## BEGIN

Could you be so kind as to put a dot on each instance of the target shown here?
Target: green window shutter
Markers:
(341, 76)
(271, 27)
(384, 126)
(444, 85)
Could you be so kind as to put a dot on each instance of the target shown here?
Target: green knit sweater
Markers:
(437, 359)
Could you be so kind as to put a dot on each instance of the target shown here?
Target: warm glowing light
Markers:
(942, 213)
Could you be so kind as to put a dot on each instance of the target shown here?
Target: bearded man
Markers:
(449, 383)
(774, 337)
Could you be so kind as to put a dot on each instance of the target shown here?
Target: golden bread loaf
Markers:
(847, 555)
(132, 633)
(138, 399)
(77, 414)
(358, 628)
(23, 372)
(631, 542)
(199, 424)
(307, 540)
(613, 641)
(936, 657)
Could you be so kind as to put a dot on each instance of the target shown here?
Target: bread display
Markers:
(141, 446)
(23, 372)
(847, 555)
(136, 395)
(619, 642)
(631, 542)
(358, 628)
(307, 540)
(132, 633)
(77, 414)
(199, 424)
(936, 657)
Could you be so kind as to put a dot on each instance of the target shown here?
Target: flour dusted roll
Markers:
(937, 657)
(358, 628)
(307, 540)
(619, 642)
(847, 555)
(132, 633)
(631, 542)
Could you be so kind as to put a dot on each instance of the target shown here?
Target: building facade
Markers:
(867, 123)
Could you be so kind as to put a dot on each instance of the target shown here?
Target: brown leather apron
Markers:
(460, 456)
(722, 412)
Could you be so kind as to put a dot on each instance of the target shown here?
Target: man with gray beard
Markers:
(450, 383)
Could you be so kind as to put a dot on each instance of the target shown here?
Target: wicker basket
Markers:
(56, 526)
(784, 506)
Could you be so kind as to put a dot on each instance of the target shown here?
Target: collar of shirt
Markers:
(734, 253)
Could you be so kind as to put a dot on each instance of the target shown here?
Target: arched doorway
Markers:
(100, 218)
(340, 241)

## END

## WRITTEN TASK
Transcribe every line of the data, exactly as it stands.

## EXERCISE ANSWER
Could you be so kind as to put a dot on each instance of the target shown here?
Target: green window shutter
Markers:
(341, 76)
(271, 27)
(384, 126)
(444, 85)
Could you be so kind as to put a dot on each instance of the target shown here?
Target: green knit sweater
Markers:
(437, 359)
Could you be so kind as to put a dot on each instance of the target shown here?
Target: warm glowing light
Markers:
(942, 213)
Could you be so kind as to put a dot on each instance of the target shown here?
Target: bearded man
Markers:
(449, 383)
(774, 337)
Could you be so kind as to put a dot on each instance of the target shown here?
Target: golden bread loaf
Markers:
(847, 555)
(132, 633)
(138, 399)
(77, 414)
(358, 628)
(23, 372)
(631, 542)
(199, 424)
(307, 540)
(613, 641)
(936, 657)
Could you be so kind as to put a dot on each instance of the target shown here?
Target: bread display
Markers:
(141, 446)
(23, 372)
(847, 555)
(136, 395)
(619, 642)
(631, 542)
(358, 628)
(307, 540)
(132, 633)
(77, 414)
(199, 424)
(936, 657)
Could you be so kind as to put a dot on each instance of the target shown here?
Target: flour dusted roll
Markers:
(937, 657)
(358, 628)
(307, 540)
(619, 642)
(847, 555)
(132, 633)
(631, 542)
Could you be so kind as to put a dot on each instance of the target shown here?
Target: building facade
Markers:
(867, 123)
Could you be so kind as to put a dot on each instance of the target shown here?
Target: brown leather apron
Markers:
(460, 456)
(722, 412)
Could you be so kind as to put a dot on each instance of the target shown here?
Target: man with gray beard
Markers:
(450, 383)
Could you be so kind as to put a dot on each instance of the target shown here?
Target: wicker basket
Markers:
(56, 526)
(784, 506)
Could you be so kind as to put a dot on each instance of the target shown here?
Target: collar of shirt
Markers:
(734, 253)
Could you be so kind as to put a dot on each instance of the target shown here?
Target: arched doorway
Markers:
(100, 218)
(340, 241)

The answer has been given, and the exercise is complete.